Data extracted from a collection
=-=-=
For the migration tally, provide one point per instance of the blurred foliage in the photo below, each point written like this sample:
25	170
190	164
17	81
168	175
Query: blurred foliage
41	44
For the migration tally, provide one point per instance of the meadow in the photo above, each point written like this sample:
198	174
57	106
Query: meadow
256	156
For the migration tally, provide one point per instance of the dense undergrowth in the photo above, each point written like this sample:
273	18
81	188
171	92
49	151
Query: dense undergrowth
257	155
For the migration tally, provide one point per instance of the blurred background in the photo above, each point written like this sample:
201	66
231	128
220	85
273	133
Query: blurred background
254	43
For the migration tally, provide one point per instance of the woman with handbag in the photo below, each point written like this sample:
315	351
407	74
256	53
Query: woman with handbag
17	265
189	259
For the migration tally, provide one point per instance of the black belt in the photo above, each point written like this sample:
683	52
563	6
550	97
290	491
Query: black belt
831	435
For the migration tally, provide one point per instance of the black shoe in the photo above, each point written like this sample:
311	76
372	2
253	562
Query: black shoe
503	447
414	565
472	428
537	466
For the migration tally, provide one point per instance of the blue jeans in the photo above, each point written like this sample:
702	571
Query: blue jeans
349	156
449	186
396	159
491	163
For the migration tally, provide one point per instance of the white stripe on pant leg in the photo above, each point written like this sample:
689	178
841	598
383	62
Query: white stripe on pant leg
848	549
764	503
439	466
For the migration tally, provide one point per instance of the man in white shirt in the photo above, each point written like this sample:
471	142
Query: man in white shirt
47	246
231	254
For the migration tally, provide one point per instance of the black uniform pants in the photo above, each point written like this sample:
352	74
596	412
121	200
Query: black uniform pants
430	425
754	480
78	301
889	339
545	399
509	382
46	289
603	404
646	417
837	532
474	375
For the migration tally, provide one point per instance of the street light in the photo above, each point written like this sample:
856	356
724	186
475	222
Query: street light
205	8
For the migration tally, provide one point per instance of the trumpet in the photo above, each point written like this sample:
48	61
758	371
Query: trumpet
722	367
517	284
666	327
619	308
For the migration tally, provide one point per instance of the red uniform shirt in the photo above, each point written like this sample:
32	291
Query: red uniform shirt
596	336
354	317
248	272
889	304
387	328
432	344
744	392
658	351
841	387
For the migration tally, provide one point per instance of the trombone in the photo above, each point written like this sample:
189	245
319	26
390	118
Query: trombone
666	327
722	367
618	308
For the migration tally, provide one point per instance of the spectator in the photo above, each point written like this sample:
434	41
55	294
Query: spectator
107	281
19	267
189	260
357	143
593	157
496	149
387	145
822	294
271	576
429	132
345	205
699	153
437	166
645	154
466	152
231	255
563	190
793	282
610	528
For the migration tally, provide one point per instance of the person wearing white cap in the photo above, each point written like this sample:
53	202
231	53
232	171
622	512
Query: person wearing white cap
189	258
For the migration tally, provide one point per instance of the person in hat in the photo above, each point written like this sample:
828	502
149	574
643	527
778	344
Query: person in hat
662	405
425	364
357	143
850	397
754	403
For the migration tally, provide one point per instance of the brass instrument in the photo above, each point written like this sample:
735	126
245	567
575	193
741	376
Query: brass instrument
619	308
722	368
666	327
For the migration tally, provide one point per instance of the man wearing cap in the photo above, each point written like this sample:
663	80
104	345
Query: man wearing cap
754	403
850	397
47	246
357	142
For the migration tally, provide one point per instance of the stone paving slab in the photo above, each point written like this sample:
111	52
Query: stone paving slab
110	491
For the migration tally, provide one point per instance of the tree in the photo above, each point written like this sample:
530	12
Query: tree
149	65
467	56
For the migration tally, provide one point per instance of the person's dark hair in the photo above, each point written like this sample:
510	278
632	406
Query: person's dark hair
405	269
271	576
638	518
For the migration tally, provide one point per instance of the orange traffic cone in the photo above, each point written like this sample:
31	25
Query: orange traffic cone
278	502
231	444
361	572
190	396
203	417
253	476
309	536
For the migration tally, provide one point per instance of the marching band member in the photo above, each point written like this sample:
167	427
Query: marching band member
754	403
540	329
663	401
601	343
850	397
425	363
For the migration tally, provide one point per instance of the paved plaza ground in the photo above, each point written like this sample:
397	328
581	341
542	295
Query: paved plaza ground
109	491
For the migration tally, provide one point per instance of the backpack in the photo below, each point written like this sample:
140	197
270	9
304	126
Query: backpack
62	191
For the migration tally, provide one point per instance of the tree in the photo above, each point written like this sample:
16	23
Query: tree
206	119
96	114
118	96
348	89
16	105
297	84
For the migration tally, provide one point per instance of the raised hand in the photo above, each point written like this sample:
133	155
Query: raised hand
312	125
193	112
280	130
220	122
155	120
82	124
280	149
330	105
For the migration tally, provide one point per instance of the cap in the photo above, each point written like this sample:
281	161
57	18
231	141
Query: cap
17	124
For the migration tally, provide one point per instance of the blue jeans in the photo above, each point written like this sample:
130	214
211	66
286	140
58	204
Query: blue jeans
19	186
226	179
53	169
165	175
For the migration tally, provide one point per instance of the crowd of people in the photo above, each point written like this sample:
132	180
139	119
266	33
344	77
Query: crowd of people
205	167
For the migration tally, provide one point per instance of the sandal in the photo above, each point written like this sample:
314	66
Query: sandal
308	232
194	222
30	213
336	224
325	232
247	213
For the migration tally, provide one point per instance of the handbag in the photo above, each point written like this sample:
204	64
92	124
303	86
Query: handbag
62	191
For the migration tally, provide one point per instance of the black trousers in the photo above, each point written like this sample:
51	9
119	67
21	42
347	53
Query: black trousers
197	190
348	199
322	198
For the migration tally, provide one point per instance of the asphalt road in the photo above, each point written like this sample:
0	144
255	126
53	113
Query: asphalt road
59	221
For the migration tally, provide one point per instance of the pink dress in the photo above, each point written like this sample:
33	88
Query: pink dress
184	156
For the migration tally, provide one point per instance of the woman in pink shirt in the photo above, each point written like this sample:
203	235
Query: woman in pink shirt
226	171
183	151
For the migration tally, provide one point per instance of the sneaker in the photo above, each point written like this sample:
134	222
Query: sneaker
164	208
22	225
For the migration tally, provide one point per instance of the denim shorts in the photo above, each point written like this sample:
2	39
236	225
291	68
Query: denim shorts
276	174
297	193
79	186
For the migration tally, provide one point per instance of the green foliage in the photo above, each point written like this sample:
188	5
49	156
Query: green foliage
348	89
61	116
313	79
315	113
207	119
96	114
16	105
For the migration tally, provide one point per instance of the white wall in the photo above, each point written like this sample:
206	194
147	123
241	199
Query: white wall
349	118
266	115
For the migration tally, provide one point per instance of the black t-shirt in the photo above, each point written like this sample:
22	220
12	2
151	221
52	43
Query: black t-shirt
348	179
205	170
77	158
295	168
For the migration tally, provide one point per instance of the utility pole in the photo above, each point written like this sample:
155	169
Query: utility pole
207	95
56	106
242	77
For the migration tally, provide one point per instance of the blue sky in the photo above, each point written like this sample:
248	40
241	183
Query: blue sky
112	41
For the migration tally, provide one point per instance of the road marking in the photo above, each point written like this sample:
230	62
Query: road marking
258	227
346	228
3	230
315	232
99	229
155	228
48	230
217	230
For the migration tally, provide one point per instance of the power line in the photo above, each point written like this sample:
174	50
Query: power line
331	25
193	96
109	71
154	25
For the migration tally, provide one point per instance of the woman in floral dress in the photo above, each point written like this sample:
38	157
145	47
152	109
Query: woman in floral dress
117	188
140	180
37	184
=-=-=
*Aim of the task*:
Above are some records; repeat all of them exactly.

*Finished answer*:
For the migration tally, provide one point per instance of the blurred foliage in the photo below, each point written like this sample:
25	170
190	164
17	81
168	175
Query: blurred foliage
41	44
For the migration tally, provide one point per instance of the meadow in the photo above, each point written like this sample:
198	174
57	106
Query: meadow
256	156
For the migration tally, provide one point per instance of the dense undergrowth in the photo above, each point written like this sample:
273	18
81	188
171	92
49	151
Query: dense undergrowth
257	155
For the migration tally, provide one point per instance of the blurred background in the photo above, each point written like this sample:
201	66
231	128
220	85
273	133
Query: blurred background
254	43
For the migration tally, provide one point per instance of the woman with handbag in the photo below, each point written like this sample:
315	351
407	74
256	53
Query: woman with handbag
17	265
189	259
For the migration tally, provide one point per instance of the black belt in the photo above, each point written like this sample:
683	52
563	6
550	97
290	491
Query: black belt
831	435
For the migration tally, provide one point per instance of the black shoe in the photo above, each point written like this sample:
311	76
372	2
253	562
Query: black shoe
503	447
414	565
472	428
537	466
For the migration tally, provide one point per instance of the blue jeans in the photo above, each point written like this sample:
702	571
Query: blue jeans
349	156
449	186
396	159
491	163
For the migration tally, provide one point per instance of the white stripe on pant leg in the photo above, each point written like this sample:
689	178
841	598
383	62
Query: white stripe on pant leg
848	549
764	503
439	466
For the migration tally, provide one point per instance of the man in white shirt in the photo above, each point written like this sample:
471	142
Query: man in white shirt
47	246
231	254
For the migration tally, provide one point per instance of the black uniform pants in the photo above, each point written like this sample:
352	74
596	412
121	200
Query: black uniform pants
430	425
754	480
78	301
889	339
545	399
509	382
46	289
603	404
646	417
837	532
474	375
For the migration tally, provide one point per instance of the street light in the photo above, each point written like this sample:
856	356
724	186
475	222
Query: street light
205	8
For the migration tally, provide one point per instance of the trumpet in the photo above, each point written like this sample:
48	61
758	371
Query: trumpet
722	367
517	284
666	327
619	308
For the migration tally, provide one point per instance of the red uniform shirt in the photo above, each point written like this sample:
32	291
Query: red uniform shirt
596	336
354	317
248	272
889	304
387	328
432	344
744	392
658	351
841	387
For the migration tally, provide one point per instance of the trombone in the photo above, each point written like this sample:
189	245
319	26
390	118
Query: trombone
666	327
722	367
618	308
For the migration tally, provide one point per instance of the spectator in the photo above, each point written like this sample:
434	41
55	294
Query: spectator
107	281
19	267
189	260
357	143
593	157
496	149
387	145
822	294
271	576
429	132
345	205
699	153
437	166
645	154
466	152
231	255
563	190
793	282
610	528
For the migration tally, provide one point per instance of the person wearing white cap in the photo above, each point written like this sample:
53	202
231	53
232	171
622	512
Query: person wearing white cap
189	258
For the migration tally, provide one point per instance of the person in hat in the photo above, each point written like this sample:
828	502
149	574
643	527
778	344
Query: person in hat
662	405
425	364
357	143
850	397
754	403
For the migration tally, provide one point per instance of the brass instrument in the photo above, each point written like this sample:
735	126
245	567
575	193
741	376
Query: brass instrument
619	308
722	368
666	327
For the migration tally, provide one point per instance of the man wearing cap in the photo above, each point written like this sample:
663	80
104	345
Query: man wearing cap
754	403
850	397
47	246
357	142
For the migration tally, provide one point per instance of the stone paving slab in the photo above, each point written like this sample:
111	52
Query: stone paving slab
110	491
For the migration tally, provide one point per instance of the tree in the photo above, each point written like this sample:
530	12
Query: tree
149	65
467	56
For the migration tally, provide one point per instance of the person's dark hair in the photo above, each point written like this sample:
510	278
632	406
Query: person's dark hair
405	269
271	576
638	518
For the migration tally, provide one point per instance of the orange traffic cone in the photo above, each point written like this sample:
31	25
Query: orange traffic cone
278	502
231	444
361	572
190	396
203	417
253	476
309	536
For the migration tally, provide one point per instance of the marching band member in the photo above, each point written like this sample:
167	427
Query: marching band member
754	403
540	329
663	401
601	343
850	397
425	363
For the migration tally, provide one point per instance of the paved plaza ground in the photo above, each point written like this sample:
397	328
581	341
542	295
Query: paved plaza ground
109	491
For the migration tally, provide one point per instance of the backpack in the photo below, each point written like this sample:
140	197
270	9
304	126
Query: backpack
62	191
For the migration tally, provide one point per instance of the tree in the photo above, each point written like this sample:
16	23
Query: tree
206	119
96	114
118	96
348	89
16	105
297	84
For the migration tally, provide one point per instance of the raised hand in the photo above, each point written like this sample:
133	155
Query: raised hand
312	125
193	112
280	130
220	122
155	120
82	124
280	149
330	105
For the migration tally, provide one point per instance of the cap in the photo above, each point written like this sample:
281	161
57	18
231	141
Query: cap
17	124
For the migration tally, provide one point per instance of the blue jeans in the photo above, each point written like this sample:
130	214
211	66
286	140
58	204
Query: blue jeans
19	186
226	179
53	169
165	175
For the migration tally, provide one point per instance of the crowd of people in the photo above, each point written like this sample:
132	180
139	119
266	33
344	77
Query: crowd of people
205	167
For the migration tally, provide one point per instance of the sandal in the photo above, each point written like this sample:
314	66
Query: sandal
308	232
194	222
30	213
336	224
325	232
247	213
For the migration tally, provide one point per instance of the handbag in the photo above, each point written like this sample:
204	64
92	124
303	86
Query: handbag
62	191
For the migration tally, provide one point per instance of the black trousers in the photo above, each point written like this sample:
51	9
119	67
21	42
347	53
Query: black trousers
197	190
348	199
322	198
For the migration tally, provide one point per instance of the asphalt road in the photo above, each point written like this sample:
0	144
255	126
53	113
Query: asphalt road
59	221
For the migration tally, provide one point per instance of the pink dress in the photo above, each point written like this sample:
33	88
Query: pink dress
184	156
For the migration tally, provide one point per instance of the woman in pink shirt in the photo above, each point written like this sample:
203	235
Query: woman in pink shirt
226	171
183	151
For the migration tally, provide one point per instance of the sneaker in the photo above, each point written like this sample:
134	222
Query: sneaker
164	208
22	225
For the migration tally, provide one point per instance of the denim shorts in the photo above, each point written like this sample:
2	39
236	225
291	68
Query: denim shorts
276	174
297	193
79	186
For the migration tally, provide one point per instance of the green foliage in the photo above, each point written like this sample:
188	5
49	156
Query: green foliage
348	89
61	116
313	79
315	113
207	119
96	114
16	105
For the migration tally, provide one point per instance of the white wall in the photo above, each point written like this sample:
206	194
147	123
241	199
Query: white wall
349	118
266	115
For the migration tally, provide one point per instance of the black t-shirt in the photo above, each point written like this sample:
22	220
12	2
151	221
52	43
Query: black t-shirt
348	179
205	170
77	158
295	168
For the migration tally, provide one point per instance of the utility pole in the photo above, each point written like this sample:
155	169
Query: utility pole
207	95
56	106
242	77
For the migration tally, provide one point per instance of the blue sky in the photo above, each point written like this sample:
248	40
241	183
Query: blue sky
112	41
For the migration tally, provide one point per instance of the road marking in the photo above, each point written like this sample:
230	62
Query: road marking
258	227
346	228
3	230
315	232
99	229
155	228
48	230
217	230
For the migration tally, provide one point per instance of the power line in the photo above, each point written like this sample:
174	50
Query: power line
331	25
193	96
109	71
154	25
For the migration tally, provide one point per instance of the woman in floral dress in the photo above, each point written like this sample:
38	157
145	47
152	109
Query: woman in floral dress
117	188
140	180
37	184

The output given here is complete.